> [TASK TO CARRY OUT]: In the records below, some lines contain the word "with". Copy each of them.

┌─ SUPPLIED DATA

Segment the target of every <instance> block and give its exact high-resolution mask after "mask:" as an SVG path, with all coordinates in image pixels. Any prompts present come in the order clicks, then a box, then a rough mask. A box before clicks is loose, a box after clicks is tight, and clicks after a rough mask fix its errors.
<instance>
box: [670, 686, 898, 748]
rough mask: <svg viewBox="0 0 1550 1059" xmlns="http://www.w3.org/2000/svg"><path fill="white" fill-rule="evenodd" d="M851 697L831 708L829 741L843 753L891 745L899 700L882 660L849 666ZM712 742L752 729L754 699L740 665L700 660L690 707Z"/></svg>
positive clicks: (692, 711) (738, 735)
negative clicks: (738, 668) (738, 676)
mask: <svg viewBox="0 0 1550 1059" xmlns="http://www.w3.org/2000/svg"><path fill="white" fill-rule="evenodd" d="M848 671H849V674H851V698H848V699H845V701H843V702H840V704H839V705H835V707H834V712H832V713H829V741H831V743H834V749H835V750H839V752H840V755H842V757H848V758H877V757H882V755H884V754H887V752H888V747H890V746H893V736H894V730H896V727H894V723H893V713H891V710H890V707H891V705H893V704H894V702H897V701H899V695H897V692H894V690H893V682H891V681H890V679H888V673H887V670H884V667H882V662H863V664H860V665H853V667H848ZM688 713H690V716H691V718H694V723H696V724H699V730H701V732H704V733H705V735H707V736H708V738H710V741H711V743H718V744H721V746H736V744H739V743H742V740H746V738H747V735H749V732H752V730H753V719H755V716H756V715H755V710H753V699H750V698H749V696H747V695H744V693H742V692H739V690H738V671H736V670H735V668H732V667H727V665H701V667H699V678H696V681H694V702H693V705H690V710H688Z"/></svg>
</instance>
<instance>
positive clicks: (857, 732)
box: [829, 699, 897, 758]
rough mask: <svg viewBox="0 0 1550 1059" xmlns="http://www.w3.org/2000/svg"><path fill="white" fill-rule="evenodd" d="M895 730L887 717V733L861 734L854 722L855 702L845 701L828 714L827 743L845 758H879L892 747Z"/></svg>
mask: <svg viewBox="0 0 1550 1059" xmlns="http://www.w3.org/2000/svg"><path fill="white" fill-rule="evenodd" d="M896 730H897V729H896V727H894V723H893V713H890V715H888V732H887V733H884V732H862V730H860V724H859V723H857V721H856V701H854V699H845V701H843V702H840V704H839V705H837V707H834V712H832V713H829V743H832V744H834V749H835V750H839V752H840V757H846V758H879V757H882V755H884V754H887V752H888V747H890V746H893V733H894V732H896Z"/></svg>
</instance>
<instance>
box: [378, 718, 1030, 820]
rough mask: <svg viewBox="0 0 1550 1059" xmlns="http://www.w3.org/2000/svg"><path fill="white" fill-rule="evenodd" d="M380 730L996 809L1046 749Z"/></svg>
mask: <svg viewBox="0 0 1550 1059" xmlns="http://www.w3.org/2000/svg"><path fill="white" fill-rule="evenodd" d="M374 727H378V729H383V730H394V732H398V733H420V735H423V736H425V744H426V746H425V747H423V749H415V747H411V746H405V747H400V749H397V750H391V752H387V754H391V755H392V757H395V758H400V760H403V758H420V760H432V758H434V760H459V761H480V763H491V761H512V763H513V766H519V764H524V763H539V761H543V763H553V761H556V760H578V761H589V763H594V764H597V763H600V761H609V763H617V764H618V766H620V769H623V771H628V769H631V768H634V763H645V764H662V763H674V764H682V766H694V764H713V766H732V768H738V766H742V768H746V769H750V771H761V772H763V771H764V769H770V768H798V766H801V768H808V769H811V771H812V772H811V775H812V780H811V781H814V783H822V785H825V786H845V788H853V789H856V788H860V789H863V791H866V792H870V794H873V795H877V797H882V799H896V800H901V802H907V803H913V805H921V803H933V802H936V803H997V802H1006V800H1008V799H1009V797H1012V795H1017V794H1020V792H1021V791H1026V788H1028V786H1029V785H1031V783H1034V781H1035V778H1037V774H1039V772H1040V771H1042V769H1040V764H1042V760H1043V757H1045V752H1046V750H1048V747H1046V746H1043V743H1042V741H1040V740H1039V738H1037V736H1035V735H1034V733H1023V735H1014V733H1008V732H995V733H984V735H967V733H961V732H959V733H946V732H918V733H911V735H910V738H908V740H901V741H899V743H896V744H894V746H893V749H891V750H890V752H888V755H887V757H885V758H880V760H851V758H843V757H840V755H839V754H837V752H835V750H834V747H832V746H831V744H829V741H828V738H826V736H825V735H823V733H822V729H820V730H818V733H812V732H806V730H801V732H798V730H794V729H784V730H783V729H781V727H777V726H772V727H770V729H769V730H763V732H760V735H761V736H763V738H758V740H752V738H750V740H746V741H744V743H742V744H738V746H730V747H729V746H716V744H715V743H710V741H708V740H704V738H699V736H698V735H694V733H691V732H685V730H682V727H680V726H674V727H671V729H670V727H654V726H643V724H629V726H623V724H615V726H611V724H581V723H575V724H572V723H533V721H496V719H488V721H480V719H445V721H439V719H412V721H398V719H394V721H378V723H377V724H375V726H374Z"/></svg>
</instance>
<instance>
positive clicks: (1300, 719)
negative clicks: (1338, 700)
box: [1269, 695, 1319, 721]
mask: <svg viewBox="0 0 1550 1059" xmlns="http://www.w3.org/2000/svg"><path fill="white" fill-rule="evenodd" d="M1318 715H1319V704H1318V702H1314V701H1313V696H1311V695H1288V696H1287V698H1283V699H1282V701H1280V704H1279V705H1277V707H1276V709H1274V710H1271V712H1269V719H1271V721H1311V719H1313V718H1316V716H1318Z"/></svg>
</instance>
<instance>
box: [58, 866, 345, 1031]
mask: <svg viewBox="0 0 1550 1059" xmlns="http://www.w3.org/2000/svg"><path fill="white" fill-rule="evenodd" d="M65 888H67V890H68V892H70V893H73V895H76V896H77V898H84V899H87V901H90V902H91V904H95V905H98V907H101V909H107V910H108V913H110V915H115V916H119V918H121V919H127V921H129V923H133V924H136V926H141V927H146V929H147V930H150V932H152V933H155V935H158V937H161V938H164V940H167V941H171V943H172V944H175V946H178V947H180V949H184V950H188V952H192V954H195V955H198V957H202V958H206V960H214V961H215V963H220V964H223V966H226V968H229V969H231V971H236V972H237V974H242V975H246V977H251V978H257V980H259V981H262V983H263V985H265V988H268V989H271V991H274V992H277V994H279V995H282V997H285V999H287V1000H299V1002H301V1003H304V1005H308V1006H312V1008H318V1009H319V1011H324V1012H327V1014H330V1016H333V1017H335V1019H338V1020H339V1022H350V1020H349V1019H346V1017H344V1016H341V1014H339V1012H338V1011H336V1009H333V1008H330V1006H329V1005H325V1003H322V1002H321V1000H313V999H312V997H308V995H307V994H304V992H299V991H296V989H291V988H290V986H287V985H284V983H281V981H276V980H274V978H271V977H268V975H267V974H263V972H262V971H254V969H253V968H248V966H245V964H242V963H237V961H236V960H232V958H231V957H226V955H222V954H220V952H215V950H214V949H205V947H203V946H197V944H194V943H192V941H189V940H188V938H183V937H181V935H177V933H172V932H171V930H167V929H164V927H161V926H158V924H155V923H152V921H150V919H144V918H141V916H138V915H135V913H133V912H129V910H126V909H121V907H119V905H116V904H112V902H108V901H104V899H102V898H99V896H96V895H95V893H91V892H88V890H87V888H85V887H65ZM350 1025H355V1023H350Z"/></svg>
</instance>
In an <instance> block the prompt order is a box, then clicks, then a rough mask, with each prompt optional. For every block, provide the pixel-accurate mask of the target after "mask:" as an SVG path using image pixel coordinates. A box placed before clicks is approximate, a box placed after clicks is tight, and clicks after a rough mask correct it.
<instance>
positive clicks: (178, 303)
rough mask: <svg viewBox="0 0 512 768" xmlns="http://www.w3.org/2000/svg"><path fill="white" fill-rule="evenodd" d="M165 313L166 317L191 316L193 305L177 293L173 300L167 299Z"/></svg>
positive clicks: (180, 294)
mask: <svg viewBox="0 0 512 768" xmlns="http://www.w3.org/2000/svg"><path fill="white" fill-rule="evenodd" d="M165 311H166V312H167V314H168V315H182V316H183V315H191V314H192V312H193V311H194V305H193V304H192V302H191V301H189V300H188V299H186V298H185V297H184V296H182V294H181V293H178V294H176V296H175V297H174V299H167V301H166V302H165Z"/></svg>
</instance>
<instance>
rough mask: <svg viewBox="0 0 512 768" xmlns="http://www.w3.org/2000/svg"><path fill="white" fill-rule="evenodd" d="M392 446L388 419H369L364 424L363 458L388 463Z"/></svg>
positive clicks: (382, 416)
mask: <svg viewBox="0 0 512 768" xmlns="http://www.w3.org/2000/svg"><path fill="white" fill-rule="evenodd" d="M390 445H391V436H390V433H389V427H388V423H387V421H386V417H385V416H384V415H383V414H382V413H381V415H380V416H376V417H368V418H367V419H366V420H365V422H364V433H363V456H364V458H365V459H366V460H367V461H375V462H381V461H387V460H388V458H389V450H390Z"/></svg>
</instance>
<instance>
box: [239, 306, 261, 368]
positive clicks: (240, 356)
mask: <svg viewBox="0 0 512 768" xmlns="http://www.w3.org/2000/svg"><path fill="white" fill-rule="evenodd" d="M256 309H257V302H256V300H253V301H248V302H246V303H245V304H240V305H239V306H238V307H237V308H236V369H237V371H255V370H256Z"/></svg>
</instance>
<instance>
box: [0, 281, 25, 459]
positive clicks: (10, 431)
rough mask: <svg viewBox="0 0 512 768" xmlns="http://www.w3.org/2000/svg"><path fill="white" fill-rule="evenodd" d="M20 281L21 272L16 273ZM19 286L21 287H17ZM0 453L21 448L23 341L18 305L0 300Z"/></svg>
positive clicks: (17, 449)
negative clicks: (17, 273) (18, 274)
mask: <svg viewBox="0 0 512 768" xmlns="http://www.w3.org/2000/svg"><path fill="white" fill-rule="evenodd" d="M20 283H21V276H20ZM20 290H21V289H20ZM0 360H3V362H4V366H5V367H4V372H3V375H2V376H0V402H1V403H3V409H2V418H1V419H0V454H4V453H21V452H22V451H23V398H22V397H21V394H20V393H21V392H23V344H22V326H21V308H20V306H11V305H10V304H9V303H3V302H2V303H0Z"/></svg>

└─

> [RESPONSE TO THIS EXERCISE]:
Segment the target of every <instance> block and give its exact high-resolution mask after "mask:" as an SVG path, with all coordinates in image pixels. Any prompts present come in the order clicks, then a box, then a rough mask. A box before clicks is loose, a box after clicks is tight, and clicks after a rough mask fix its errors.
In an <instance> block the prompt order is a box, then clicks, then a rough mask, with each prompt optional. For every block, provide the pixel-accurate mask of the target after "mask:" as an SVG path using image pixel coordinates. A box placed before clicks is approximate, a box placed after clicks is tight, and clicks after a rough mask correct it.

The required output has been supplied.